Y
después de Obama, ¿qué?/Ernesto Hernández Busto es ensayista cubano.
El
Español | 24 de marzo de 2016.
Las
expectativas por una visita que ha sido calificada de “histórica” antes incluso
de que tuviera lugar obligan a interpretar el ceremonial de manera simbólica:
Raúl Castro no fue a recibir a Obama y su familia al aeropuerto, pero se le vio
contento y relajado cuando acudió a despedirlos.
Ha
pasado ya la prueba más difícil –esa amenaza tan bien captada en una foto de
Reuters donde se ve el Air Force One contra un cielo nublado a punto de aterrizar
en La Habana- y queda ahora la sensación de resaca tras los tres días de una
visita en la que el presidente norteamericano intentó (no siempre con éxito
pero tampoco sin ganancias parciales) traspasar las fronteras de una realidad
editada e inevitablemente deformada por 57 años de propaganda oficial
antinorteamericana.
Es
evidente que, a estas alturas de su mandato, Obama quiere dejar una huella
histórica en su cuestionada política exterior. Cuba ha sido la oportunidad
perfecta, y sus asesores, en especial el omnipresente Ben Rhodes, no paran de
repetir aquello que el presidente quiere escuchar: que la nueva doctrina podrá
conjurar el fracaso de cinco décadas de políticas agresivas y fallidas. Para
llegar a esta conclusión, han tenido que adelantarse al futuro, pero también
que ejercer como hábiles traductores, no sólo de las intenciones de EEUU sino,
a veces, de las impresentables doctrinas de sus anfitriones sobre temas como
democracia, derechos humanos y “soberanía”.

» REGISTROS DADOS

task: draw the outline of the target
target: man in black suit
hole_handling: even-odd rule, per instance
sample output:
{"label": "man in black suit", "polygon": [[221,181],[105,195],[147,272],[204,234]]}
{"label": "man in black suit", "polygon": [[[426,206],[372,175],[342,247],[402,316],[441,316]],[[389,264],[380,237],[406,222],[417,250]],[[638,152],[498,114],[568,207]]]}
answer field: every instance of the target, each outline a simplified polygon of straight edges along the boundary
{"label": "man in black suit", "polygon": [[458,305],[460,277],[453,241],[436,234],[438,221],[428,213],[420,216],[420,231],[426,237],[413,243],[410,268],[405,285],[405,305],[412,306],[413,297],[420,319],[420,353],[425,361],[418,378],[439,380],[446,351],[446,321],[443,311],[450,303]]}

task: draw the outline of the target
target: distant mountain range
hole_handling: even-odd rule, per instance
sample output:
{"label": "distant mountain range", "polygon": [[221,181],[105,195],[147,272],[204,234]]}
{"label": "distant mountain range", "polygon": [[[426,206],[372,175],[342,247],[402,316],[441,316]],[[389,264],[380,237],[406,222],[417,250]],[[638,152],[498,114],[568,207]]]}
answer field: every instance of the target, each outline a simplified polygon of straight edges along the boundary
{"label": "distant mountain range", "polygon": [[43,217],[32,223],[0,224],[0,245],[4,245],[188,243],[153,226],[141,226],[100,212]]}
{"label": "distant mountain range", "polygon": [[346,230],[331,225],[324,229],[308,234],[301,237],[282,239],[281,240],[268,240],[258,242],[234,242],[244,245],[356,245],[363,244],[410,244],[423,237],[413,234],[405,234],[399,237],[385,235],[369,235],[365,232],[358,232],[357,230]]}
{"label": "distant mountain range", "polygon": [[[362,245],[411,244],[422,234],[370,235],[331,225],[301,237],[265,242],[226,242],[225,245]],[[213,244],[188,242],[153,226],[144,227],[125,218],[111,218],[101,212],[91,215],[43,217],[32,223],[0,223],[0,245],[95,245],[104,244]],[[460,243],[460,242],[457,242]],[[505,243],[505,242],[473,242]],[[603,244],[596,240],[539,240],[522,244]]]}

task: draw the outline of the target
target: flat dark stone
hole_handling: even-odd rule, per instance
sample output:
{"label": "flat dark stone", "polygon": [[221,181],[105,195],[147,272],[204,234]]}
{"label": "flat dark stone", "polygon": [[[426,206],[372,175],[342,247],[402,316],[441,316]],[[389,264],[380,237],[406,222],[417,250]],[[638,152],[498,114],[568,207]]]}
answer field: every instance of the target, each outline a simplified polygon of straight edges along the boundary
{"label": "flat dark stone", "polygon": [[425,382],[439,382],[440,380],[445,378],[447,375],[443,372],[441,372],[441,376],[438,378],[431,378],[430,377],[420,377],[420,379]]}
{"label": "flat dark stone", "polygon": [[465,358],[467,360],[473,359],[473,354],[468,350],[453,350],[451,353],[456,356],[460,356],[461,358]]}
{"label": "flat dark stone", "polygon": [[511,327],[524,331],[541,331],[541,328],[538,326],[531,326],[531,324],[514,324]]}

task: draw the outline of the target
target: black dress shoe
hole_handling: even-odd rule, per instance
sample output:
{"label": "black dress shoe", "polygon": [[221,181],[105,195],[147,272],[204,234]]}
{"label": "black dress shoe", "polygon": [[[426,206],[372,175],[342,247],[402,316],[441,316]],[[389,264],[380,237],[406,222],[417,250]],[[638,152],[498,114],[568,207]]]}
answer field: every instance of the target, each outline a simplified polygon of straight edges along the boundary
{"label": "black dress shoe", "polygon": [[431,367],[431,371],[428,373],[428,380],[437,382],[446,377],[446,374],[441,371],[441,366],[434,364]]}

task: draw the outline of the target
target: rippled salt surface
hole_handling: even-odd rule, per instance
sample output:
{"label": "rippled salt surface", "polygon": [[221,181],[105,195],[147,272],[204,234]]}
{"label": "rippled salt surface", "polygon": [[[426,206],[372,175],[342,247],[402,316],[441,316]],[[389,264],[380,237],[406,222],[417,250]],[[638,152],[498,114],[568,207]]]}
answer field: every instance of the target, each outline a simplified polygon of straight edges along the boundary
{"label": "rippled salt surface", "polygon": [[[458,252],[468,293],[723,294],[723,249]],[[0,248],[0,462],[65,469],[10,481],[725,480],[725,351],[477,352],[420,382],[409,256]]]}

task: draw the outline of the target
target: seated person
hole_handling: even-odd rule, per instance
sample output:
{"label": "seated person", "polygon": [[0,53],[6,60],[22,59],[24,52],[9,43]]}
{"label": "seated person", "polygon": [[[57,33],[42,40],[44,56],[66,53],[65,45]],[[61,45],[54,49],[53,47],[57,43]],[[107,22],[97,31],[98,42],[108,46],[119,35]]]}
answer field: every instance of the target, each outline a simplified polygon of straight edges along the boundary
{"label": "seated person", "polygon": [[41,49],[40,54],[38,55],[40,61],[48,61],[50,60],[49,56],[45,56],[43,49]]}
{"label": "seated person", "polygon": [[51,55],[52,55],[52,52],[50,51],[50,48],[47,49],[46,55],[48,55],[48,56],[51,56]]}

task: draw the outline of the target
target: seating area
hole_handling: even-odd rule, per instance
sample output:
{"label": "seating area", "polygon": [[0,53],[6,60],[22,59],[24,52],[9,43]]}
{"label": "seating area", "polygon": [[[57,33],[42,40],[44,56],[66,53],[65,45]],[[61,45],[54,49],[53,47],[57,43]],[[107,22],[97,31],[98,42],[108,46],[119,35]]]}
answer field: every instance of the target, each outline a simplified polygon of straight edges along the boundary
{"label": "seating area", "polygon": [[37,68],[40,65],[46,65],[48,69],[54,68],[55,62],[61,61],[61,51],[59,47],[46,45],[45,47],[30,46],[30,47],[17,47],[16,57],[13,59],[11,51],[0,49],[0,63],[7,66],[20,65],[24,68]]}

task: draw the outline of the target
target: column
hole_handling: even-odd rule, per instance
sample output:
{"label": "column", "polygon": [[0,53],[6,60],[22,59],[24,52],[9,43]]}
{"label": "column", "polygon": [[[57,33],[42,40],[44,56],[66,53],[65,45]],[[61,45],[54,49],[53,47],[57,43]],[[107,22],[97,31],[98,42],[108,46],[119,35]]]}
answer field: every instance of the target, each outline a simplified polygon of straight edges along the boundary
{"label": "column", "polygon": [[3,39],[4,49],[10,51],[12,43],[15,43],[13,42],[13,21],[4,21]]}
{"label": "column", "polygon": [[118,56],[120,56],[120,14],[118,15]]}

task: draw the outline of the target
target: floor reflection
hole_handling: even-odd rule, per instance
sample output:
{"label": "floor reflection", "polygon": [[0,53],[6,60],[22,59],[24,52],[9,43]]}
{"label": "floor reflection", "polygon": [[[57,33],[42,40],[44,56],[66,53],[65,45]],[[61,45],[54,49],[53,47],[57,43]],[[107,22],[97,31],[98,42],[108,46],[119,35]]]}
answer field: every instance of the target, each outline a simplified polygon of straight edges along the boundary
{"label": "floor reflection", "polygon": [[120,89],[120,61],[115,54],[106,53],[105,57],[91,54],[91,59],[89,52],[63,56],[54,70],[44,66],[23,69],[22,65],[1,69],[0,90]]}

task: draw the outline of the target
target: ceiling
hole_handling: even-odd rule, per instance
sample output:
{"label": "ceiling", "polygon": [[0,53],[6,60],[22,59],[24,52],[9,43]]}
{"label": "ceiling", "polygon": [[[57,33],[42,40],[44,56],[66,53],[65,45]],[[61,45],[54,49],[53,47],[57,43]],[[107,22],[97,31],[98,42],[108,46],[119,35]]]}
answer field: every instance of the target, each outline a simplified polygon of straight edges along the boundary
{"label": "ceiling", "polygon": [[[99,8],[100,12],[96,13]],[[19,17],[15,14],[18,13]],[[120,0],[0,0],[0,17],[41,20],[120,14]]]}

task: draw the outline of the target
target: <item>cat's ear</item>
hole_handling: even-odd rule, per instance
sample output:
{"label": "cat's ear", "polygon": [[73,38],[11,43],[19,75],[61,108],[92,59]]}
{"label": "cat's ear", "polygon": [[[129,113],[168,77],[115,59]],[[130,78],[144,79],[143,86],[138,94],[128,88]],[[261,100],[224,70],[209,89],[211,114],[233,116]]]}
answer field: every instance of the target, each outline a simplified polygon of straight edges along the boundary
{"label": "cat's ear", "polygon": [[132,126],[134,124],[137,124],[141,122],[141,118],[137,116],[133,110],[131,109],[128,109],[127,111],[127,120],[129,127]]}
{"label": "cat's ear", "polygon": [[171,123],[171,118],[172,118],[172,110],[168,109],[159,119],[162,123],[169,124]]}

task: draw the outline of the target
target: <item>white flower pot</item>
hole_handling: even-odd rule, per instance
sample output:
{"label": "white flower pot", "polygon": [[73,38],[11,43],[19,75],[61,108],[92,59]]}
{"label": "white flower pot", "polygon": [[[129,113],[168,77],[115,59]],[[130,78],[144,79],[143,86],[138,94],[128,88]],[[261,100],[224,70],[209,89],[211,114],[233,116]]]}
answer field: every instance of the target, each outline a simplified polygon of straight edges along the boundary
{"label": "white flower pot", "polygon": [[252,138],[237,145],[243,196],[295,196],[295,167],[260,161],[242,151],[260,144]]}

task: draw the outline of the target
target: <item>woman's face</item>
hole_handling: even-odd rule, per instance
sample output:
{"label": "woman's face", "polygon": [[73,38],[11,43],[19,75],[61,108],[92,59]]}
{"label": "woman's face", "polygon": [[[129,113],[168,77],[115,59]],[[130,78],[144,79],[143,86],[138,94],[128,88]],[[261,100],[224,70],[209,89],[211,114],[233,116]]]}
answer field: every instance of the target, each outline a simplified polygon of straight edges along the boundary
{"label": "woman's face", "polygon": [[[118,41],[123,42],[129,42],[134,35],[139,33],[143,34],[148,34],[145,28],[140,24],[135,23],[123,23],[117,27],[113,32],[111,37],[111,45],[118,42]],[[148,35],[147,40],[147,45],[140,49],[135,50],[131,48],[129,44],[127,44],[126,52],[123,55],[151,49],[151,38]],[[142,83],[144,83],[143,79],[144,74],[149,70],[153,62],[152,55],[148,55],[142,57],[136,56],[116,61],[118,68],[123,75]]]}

» EJERCICIOS
#1 Indica cuántas líneas de los registros contienen la cadena "item". Responde solo con el número.
#2 Por favor, escribe la continuación del artículo sobre la visita de Obama a Cuba a partir de su última oración.

» SOLUCIONES DEL EJERCICIO
#1 3

#2
A
diferencia de otros visitantes complicados, como los papas Juan Pablo II y
Francisco, o el ex presidente James Carter, que tuvieron pocas oportunidades de
cuestionar el discurso oficial ante una audiencia amplia, Obama desplegó una
agenda muy bien diseñada, con la intención de conectar directamente con el
pueblo cubano. No programó un encuentro con Fidel Castro, que habría sido un
espaldarazo simbólico al castrismo y una ofensa para el exilio cubano. Dejó
claro que se reuniría con los disidentes. Pidió que su discurso oficial fuera
televisado en vivo para toda la isla. Su participación en el programa
humorístico más visto de la TV cubana, y sus múltiples guiños lingüísticos -no
siempre felices- en el argot local apuntaban al cubano de a pie.
Por
los testimonios independientes que pudimos ver, no hay dudas de que el
presidente correspondió a la curiosidad de los cubanos y logró ganarse sus
simpatías. En su paseo bajo la lluvia por la Habana Vieja o la comida en una
paladar elegante, el recibimiento y la obamanía de los habaneros logró desbordar
por momentos el acartonado protocolo oficial y los cordones sanitarios de la
propaganda oficial, que había advertido contra un exceso de efusividad.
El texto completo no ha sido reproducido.